↓

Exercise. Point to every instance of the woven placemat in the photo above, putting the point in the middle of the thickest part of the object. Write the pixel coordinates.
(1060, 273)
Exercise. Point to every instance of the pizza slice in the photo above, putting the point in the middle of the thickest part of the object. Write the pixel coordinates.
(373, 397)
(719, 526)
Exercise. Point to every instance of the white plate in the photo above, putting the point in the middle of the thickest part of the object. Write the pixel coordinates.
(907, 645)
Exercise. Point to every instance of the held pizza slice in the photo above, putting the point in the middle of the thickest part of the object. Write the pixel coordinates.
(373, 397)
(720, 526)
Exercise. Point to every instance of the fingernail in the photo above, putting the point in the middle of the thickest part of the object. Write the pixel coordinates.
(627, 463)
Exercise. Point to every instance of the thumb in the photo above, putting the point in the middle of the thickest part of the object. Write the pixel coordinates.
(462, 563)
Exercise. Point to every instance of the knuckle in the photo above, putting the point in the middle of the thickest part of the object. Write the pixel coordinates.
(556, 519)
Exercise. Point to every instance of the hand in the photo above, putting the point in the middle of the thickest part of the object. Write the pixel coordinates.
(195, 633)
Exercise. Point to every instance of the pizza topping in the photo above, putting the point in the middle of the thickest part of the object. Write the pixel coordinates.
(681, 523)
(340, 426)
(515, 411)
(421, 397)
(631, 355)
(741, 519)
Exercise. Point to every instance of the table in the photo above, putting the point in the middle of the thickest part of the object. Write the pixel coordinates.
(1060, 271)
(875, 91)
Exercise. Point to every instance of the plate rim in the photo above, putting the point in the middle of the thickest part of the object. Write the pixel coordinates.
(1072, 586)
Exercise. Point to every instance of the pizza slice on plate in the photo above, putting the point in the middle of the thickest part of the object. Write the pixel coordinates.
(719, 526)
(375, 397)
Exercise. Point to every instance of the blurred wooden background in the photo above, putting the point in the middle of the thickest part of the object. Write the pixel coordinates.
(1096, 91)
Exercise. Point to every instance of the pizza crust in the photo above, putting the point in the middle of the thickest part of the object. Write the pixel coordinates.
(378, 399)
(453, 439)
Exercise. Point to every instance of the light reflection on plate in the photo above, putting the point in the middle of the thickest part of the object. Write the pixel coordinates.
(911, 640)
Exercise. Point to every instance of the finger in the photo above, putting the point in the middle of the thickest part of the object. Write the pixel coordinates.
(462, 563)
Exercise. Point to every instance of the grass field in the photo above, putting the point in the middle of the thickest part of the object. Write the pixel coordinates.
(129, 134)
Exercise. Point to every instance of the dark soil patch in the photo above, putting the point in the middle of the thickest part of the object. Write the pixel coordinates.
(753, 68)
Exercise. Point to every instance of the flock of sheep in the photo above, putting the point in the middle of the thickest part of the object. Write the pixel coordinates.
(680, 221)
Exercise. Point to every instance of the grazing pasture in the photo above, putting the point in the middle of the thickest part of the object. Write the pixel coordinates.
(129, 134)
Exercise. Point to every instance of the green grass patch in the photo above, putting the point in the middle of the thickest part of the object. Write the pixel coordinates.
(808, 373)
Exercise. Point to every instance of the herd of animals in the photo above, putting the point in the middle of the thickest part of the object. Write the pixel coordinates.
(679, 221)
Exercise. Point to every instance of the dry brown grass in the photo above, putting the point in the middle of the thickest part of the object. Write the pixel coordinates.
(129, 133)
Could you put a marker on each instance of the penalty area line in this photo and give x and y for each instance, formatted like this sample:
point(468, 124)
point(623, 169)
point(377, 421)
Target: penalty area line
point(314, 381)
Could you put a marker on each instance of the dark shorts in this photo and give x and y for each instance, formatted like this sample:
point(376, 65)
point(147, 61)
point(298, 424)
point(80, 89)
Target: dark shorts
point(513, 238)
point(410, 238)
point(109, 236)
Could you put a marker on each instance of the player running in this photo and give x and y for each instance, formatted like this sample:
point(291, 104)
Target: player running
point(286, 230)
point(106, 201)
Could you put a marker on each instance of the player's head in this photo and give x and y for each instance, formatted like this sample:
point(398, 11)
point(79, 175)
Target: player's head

↑

Your reply should be nothing but the lines from the one containing "Exercise. Point to every instance of the grazing" through the last line above, copied exactly; please include both ends.

Exercise. Point to every instance of the grazing pasture in the photo above, putting the point in the middle of the thickest part of the object. Write the pixel coordinates.
(129, 134)
Exercise. Point to every instance of the green grass patch in the photo above, putting the point in the middle of the thickest part of the object. Write the pixel coordinates.
(808, 373)
Exercise. Point to every instance of the herd of animals in the photo above, putting the point in the middle of the thickest part of the object. Write the pixel coordinates.
(679, 221)
Exercise. Point to every instance of the dry brown grass in the photo above, putting the point in the middle of the thickest part of the object. Write the pixel coordinates.
(129, 133)
Could you put a marker on each instance of the penalty area line in this photo and give x and y for each instance, formatted like this sample:
point(468, 124)
point(623, 169)
point(377, 421)
Target: penalty area line
point(314, 381)
Could you put a marker on each instance of the dark shorts in this photo and give x and y for each instance, formatted like this sample:
point(376, 65)
point(147, 61)
point(298, 424)
point(80, 89)
Target: dark shorts
point(513, 238)
point(410, 238)
point(109, 236)
Could you put a marker on each instance of the player running in this photo and give x and y for each instance, formatted like this sample:
point(291, 104)
Target: player running
point(286, 230)
point(106, 201)
Could you put a marker on each instance of the player's head in this photo and give x and y for each instance, formatted like this sample:
point(398, 11)
point(79, 175)
Target: player's head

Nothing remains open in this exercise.